━━━ TASK INPUT

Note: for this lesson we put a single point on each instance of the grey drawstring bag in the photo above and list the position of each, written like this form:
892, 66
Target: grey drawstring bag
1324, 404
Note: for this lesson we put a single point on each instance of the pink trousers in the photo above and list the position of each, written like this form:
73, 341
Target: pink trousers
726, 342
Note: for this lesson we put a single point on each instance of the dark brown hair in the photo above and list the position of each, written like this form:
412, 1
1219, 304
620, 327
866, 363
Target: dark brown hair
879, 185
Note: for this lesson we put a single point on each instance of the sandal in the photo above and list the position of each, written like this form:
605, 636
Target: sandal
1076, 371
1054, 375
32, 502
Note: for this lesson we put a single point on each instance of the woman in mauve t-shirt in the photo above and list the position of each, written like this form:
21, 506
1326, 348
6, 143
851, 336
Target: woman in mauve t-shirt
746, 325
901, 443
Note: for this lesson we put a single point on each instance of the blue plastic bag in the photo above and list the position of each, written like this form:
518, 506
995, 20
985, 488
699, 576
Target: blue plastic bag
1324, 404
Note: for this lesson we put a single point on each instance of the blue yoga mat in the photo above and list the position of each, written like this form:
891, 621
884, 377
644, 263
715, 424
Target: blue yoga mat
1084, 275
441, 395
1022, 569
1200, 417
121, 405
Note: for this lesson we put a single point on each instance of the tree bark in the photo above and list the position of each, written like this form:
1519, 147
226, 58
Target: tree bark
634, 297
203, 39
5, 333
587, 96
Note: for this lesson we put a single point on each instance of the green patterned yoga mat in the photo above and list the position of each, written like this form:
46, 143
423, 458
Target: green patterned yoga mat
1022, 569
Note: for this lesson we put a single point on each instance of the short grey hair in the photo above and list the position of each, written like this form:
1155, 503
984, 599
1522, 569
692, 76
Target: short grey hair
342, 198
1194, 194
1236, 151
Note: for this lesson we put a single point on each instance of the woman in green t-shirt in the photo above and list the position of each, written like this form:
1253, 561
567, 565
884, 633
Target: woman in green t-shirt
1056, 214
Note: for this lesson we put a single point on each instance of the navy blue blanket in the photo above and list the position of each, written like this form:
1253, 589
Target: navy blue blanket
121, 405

━━━━━━
━━━ TASK INPUT

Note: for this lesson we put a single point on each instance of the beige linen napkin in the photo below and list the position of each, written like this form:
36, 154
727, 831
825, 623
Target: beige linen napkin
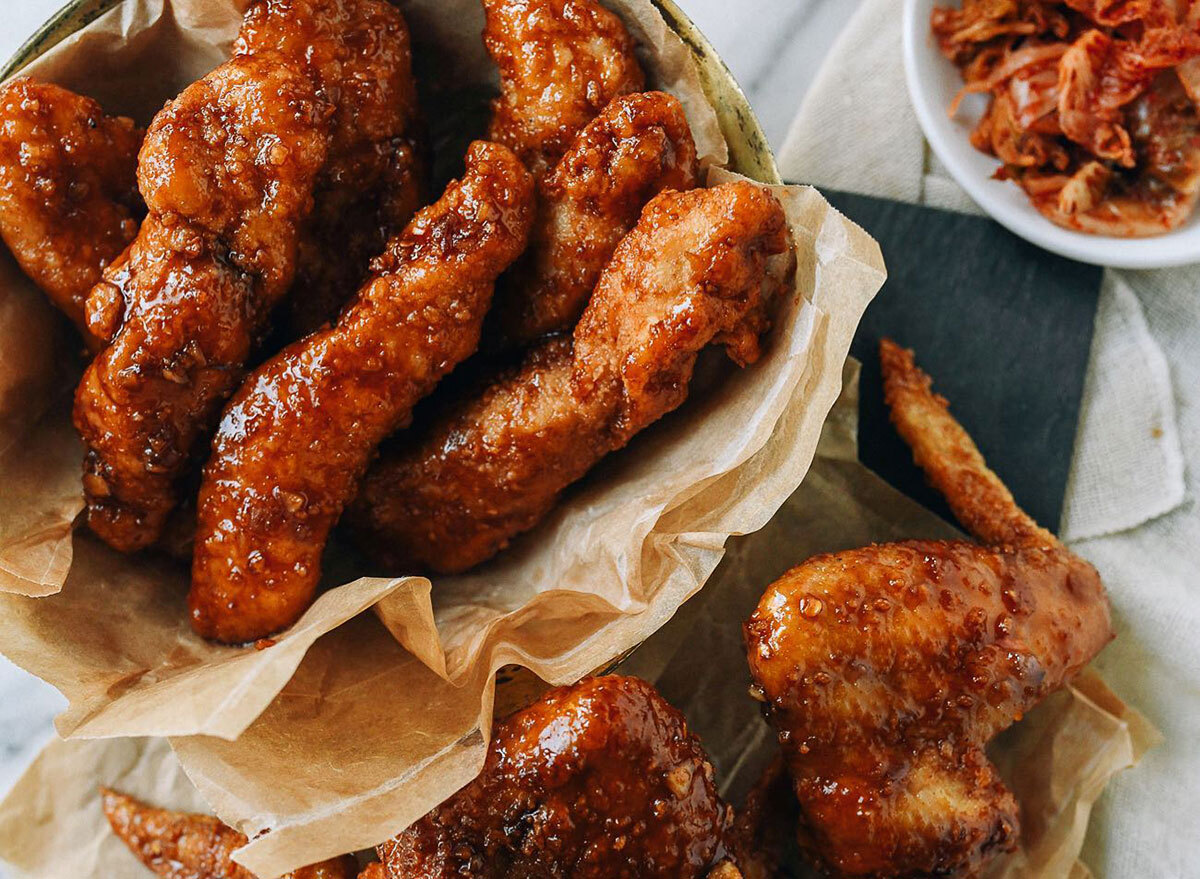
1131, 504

━━━━━━

# [GOAL OF THE EXERCISE]
Go through the records and pull out each line that includes the word "above".

# [COMPLETED TASK]
Note: for this lesson we put a single point on each instance of the grey drawstring bag in the photo above and list the position of each, written like this form:
Note: for this lesson we put a single point on each instance of the pink trousers in the photo above and list the position of each, written like this form:
Note: for this lesson we put a single point on each instance of the dark brown hair in the photo above and list the position of each, written like this form:
Note: for this lesson we put a single point on each instance of the sandal in the photo above and list the position of each, written like this form:
Note: for this lesson we put a single point on each instance of the woman in mauve t-shirt in the photo above and list the position of each, written like this form:
Note: for this lesson we put a single point on each instance of the blue plastic bag in the photo above and list the position of each, written like this form:
Note: for this lesson we put a single point on each instance of the blue yoga mat in the photo above and list the position of each, written like this form:
Note: for this lesson we put a single point on each instance of the tree bark in the photo above and list the position of each, written like this form:
Note: for this lesson we put a single point on each instance of the green patterned yoga mat in the photo above and list the position of each, written like this form:
Note: for this lesson we put a single point on each instance of the short grey hair in the photo above and list the position of each, written like this form:
Note: for this lesson we put a single point on each instance of the woman in green t-shirt in the photo above and list the position of each, written like this form:
Note: for this lesson we put a single point on each instance of the navy blue blanket in the photo above and list the position of each, written like this form:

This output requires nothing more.